-------- Article

What is the problem with this script, it's asking to echo in $flavor. I do not assume any mistakes but it showing Bummer

The message in the final echo command only makes sense if your favorite flavor is the same as Hal's. Add a conditional around that final echo command that checks if the flavor variable has a value of "cookie dough." (Remember to choose carefully between using a single equal sign and a double equal sign in the check.) Preview the code and, if you have a different flavor, make sure the message disappears.

index.php
<?php
$flavor = "Chocolate";
echo "<p>Your favorite flavor of ice cream is ";
echo .$flavor;
echo ".</p>";
if($flavor == "cookie dough") {
echo "<p>Hal's favorite flavor is also cookie dough, also!</p>";
} else {
echo "<p>Too bad Hal doesn't love $flavor like I do!</p>";
}

?>

This is your problem...

<?php
  echo .$flavor;

Use the . to combine strings within one statement, for example...

<?php
  "<p>Your favorite flavor of ice cream is " . $flavor . "</p>";

which would work. However, if you want to use multiple lines, it would be...

<?php
  echo "<p>Your favorite flavor of ice cream is ";
  echo $flavor;
  echo "</p>";

The problem still persists, as it saying : Bummer! We tried setting $flavor to "cookie dough", but we didn't see the message "Hal's favorite flavor is cookie dough, also!".

----------------
-------- Supplied information

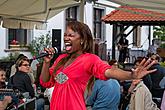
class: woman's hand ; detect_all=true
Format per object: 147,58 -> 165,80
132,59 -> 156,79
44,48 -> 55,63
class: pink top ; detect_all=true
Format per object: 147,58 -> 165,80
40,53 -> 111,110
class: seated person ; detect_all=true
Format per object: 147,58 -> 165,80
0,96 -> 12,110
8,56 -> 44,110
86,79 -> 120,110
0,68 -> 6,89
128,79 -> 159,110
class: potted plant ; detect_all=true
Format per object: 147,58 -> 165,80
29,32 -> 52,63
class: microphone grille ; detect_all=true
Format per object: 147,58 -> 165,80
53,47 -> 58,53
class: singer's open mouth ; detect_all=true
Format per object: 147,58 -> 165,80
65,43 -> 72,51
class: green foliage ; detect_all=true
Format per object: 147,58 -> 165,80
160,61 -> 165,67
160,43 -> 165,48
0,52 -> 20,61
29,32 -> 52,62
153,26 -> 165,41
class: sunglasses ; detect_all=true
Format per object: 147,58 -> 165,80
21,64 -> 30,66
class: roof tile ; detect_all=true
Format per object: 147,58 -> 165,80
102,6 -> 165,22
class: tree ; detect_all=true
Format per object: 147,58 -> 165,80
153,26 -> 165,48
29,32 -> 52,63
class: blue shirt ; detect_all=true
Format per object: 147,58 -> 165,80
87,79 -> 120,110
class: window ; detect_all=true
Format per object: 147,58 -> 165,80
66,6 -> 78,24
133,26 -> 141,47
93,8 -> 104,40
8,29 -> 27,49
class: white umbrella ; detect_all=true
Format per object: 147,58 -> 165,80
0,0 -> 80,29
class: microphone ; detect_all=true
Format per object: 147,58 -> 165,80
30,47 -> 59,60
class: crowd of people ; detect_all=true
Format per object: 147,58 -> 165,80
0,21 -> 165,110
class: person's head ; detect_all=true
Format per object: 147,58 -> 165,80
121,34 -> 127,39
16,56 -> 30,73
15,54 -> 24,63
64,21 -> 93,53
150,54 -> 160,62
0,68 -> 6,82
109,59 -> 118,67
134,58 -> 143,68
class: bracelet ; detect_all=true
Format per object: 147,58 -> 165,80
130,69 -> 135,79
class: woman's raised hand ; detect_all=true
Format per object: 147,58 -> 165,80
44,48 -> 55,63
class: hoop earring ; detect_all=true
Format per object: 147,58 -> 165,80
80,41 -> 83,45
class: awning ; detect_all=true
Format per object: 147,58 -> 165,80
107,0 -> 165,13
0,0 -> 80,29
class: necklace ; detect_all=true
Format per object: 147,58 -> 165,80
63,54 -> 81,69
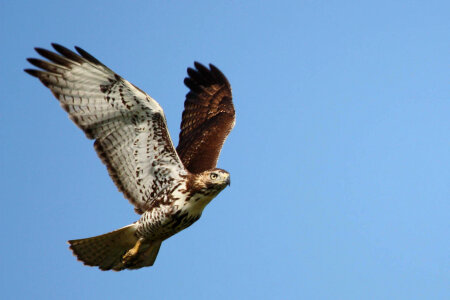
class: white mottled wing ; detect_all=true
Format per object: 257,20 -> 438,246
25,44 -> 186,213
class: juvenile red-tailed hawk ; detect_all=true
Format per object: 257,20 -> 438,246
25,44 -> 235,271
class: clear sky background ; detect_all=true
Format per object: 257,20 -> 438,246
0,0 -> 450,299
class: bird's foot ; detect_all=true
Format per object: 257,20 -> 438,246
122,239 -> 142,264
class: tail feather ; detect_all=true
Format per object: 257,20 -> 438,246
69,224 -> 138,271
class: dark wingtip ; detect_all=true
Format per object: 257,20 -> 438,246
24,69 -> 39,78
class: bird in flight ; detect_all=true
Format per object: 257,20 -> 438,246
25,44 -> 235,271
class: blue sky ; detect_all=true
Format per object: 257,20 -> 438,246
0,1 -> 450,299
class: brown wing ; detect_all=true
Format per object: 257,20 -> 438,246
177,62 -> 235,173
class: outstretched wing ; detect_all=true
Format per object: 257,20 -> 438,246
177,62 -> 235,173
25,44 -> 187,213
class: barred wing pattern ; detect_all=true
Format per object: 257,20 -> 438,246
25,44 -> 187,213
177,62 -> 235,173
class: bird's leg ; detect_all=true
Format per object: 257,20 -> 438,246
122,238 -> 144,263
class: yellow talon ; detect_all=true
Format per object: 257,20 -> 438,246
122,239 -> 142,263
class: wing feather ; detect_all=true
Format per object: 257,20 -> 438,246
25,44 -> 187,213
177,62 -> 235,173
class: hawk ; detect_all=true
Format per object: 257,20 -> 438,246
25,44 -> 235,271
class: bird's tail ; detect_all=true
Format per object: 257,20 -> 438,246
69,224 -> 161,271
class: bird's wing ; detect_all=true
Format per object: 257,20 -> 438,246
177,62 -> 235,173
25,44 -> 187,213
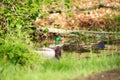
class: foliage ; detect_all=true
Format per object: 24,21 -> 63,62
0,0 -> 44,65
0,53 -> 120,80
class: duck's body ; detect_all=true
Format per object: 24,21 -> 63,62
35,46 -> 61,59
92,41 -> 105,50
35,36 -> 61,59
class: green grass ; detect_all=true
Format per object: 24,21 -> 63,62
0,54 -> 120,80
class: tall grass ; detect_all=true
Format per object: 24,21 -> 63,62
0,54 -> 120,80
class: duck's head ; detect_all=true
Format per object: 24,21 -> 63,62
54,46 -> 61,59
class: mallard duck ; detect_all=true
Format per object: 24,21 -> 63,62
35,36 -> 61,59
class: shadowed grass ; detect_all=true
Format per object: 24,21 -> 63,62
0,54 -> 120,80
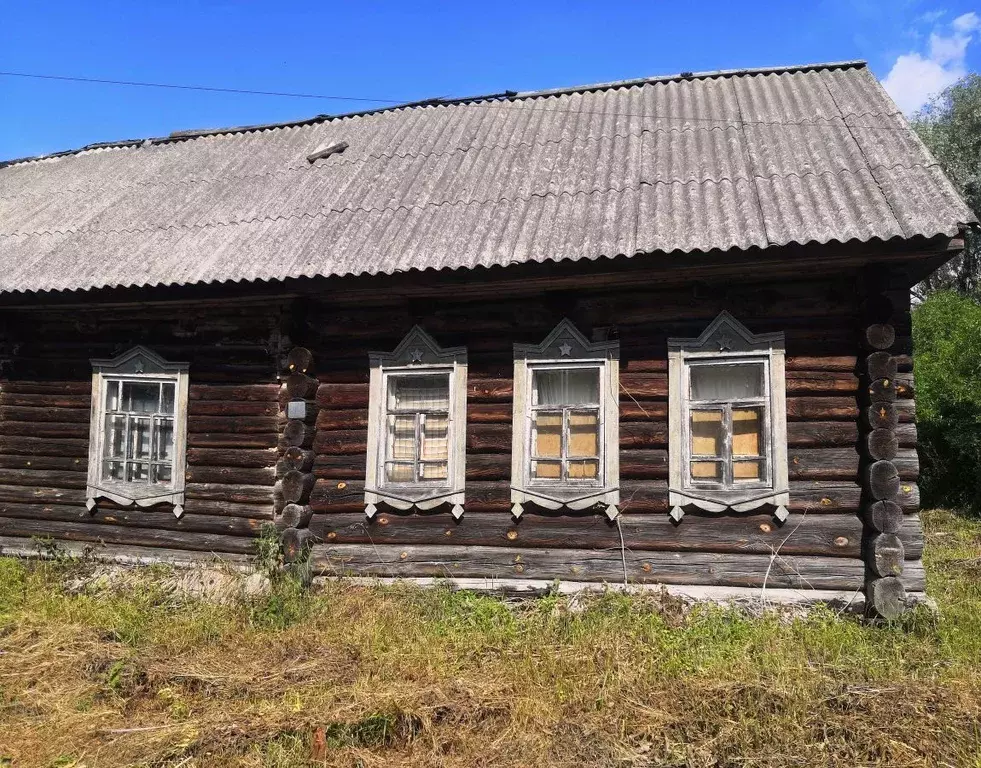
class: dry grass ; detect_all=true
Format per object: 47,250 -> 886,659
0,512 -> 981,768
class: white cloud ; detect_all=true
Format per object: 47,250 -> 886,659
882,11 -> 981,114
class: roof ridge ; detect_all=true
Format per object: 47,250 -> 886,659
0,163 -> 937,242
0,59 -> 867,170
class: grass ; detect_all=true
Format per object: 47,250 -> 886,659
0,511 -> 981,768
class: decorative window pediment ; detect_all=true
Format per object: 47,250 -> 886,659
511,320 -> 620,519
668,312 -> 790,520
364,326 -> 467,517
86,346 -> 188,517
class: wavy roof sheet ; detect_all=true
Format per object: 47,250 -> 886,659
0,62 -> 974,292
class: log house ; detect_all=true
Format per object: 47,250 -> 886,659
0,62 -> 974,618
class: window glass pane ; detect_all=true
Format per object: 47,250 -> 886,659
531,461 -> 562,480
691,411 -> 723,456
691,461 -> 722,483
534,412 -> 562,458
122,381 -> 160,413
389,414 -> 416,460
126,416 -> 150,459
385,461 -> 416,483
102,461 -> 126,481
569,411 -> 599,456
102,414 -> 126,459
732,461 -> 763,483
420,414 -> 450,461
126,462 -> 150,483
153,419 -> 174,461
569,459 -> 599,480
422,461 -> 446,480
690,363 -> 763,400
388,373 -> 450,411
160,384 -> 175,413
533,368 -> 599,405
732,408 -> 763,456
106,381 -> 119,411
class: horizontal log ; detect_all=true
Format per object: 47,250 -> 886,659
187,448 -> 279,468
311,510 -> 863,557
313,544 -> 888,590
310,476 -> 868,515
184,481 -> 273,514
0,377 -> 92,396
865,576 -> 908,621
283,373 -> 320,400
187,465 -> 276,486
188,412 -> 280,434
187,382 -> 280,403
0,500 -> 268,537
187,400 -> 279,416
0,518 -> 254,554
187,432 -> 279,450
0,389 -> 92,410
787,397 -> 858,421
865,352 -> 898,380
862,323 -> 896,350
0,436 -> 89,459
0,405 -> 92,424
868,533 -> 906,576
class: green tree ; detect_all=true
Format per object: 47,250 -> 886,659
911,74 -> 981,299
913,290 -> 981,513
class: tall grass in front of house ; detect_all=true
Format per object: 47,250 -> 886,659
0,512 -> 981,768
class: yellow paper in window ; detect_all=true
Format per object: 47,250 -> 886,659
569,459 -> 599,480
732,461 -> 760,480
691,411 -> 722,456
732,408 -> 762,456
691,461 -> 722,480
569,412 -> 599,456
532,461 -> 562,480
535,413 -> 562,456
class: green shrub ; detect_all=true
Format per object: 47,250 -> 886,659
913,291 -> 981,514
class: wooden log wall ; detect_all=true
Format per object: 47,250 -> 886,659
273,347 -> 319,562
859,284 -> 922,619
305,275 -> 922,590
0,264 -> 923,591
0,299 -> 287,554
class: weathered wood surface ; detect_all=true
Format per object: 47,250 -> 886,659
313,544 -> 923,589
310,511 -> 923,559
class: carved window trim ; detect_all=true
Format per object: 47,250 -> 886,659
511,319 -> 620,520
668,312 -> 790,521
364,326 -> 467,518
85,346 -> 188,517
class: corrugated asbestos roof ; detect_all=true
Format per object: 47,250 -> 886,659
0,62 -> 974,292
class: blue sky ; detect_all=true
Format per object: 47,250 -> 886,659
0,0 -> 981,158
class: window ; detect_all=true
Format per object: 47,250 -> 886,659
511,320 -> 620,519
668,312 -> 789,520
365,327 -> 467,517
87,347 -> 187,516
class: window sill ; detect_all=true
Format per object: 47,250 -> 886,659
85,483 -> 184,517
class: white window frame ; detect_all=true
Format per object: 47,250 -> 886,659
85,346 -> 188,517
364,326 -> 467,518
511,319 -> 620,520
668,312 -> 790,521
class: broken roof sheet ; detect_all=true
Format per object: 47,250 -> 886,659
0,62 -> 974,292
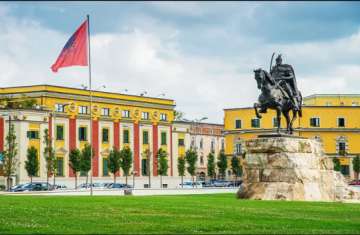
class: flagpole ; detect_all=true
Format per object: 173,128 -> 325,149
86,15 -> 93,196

----------------

• [Task details]:
Extract the passage of the PHP thread from "This is your" up to and including "it would be...". The records have no connection to the thread about the PHP flavor script.

• [Full response]:
This is your problem...

<?php
  echo .$flavor;

Use the . to combine strings within one statement, for example...

<?php
  "<p>Your favorite flavor of ice cream is " . $flavor . "</p>";

which would work. However, if you want to use multiple lines, it would be...